__Provided text__:

Costs of this 'addiction' are highly dependent on who you ask. Lots of salt is required on ALL sides.
In reply to #6
Interesting post. It make me think of comparing the train system with the tower system. I know you only brought it up to point out the system has to be massive, but I started thinking about the relative advantages.
I don't think the tower system is as expensive and problematic as you say. And any kind of energy storage will add to the cost of renewable power, but if it makes it feasible then the cost can be worth it. Like adding brakes to a car makes it more expensive and doesn't make it go any faster, but you usually want to pay for them anyway.
The tower is cheap to install. Build the tower and install the generators, then bring in as many blocks as you need and the cranes just start working. You could even use some of the blocks to anchor the tower. No railroad tracks, no bridges over creeks or gulches or roads, no fire roads or hiking trails or horse trails to cross, no need to buy or lease miles of connected land, no grazing rights or access problems, no need to look out for livestock or wildlife or hikers up in the mountains. And if you remove the blocks and towers, the land is just as good as before.
The tower system doesn't need a mountain, especially a mountain that is close to the grid. You could put it inside a city if you wanted to, hidden inside a tall building. You could even put it underground if you wanted to. You could put them out on the prairies and plains where there is a vast amount of wind but no mountains.
The tower system needs far less land than the train. The train system needs a pretty massive train yard at the top and bottom of the tracks, several sets of tracks and an access road. You'd probably need a right of way over 100 yards wide for its whole length. For a reasonable railroad grade, you'd need a considerable distance. If a tower were 100 yards wide, on the land needed for a mile of railroad you could install 170 towers, and that doesn't include the rail yards at top and bottom.
Also, it seems to me that there would be far less friction in the cables than in the train cars on the rails, but that is only an impression.
Also, the solid blocks in the tower system are far simpler than the train cars and far easier to remove from the system. In the train scenario, if you had a malfunctioning or derailed car, you would have to halt the operation on that track long enough to bring in another car or a locomotive to haul it out. In the tower system you already have a perfectly good crane right overhead. Three of them, in fact, in the video.

__Job 1__:
In the energy storage post, how many towers could fit on the land needed for a mile of railroad?
__Job 2__:
Duplicate part of the energy storage post, beginning at the words "In reply to" and stopping after "the relative advantages.".
__Job 3__:
Go on with the energy storage post from the point where it stops.
The object detection data is separate material, unrelated to the energy storage post.

Object detection data:
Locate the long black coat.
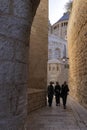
[54,85,60,96]
[61,84,69,96]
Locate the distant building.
[48,13,69,84]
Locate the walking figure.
[61,81,69,109]
[54,82,60,106]
[48,82,54,107]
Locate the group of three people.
[48,81,69,109]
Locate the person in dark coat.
[48,82,54,107]
[61,81,69,109]
[54,82,60,106]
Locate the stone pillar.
[68,0,87,107]
[28,0,48,112]
[0,0,39,130]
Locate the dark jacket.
[54,85,60,95]
[61,84,69,95]
[48,85,54,96]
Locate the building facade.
[47,13,69,84]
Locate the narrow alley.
[27,96,87,130]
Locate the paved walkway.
[27,97,87,130]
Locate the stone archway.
[0,0,40,130]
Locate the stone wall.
[27,89,47,114]
[29,0,48,89]
[28,0,48,111]
[0,0,39,130]
[68,0,87,107]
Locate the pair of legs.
[55,95,60,106]
[48,95,53,107]
[62,95,67,109]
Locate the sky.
[49,0,70,24]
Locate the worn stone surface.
[68,0,87,107]
[29,0,48,89]
[0,0,39,130]
[28,0,48,112]
[27,97,87,130]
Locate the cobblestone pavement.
[27,97,87,130]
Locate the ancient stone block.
[0,0,9,13]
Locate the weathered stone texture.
[68,0,87,107]
[0,0,39,130]
[28,0,48,112]
[29,0,48,89]
[28,89,46,114]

__Written response 1__:
170 towers, if each tower were 100 yards wide, not counting the rail yards at the top and bottom.

__Written response 2__:
In reply to #6
Interesting post. It make me think of comparing the train system with the tower system. I know you only brought it up to point out the system has to be massive, but I started thinking about the relative advantages.

__Written response 3__:
I think the electrical connections are simpler in the tower system. You just need one connection to each generator, and the generators are stationary. In the train system you have to get the energy from the train car that may be a mile away. Either you have electrical connections that parallel each set of train tracks and the cars each have their own generator, or the train has mechanical cables that stretch the entire mile between the car to spin the generator, and to pull the train car up.
I'm also thinking about runaway trains. Probably more dangerous and destructive than a dropped block of concrete.
I'm not sure what you mean by a block disappearing. In any case, it would be far easier to replace a block of concrete than a train car. (I have a vision of block thieves breaking in and prying a 35 metric ton concrete block from the top of the outer ring, dropping it onto their getaway flatbed trailer, and trying to drag the trailer out of the brand new hole it would be a part of. Probably not what you had in mind. )
Anyway, thanks for posting that link about the trains. Very interesting.
In reply to #9
There would be a birds' nest on top of every stack of blocks within a month....
So how much would it cost to build enough of these for a 1 GW power plant? How many acres would they require? just to last for a few hrs?
In reply to #14
I'm confused. If the system is in use, those bird nests would be flattened by a stack of 35 metric ton blocks every day.
When you say they would last for a few hours, what are you referring to? As I understand them they would be stacked up every day and unstacked every night.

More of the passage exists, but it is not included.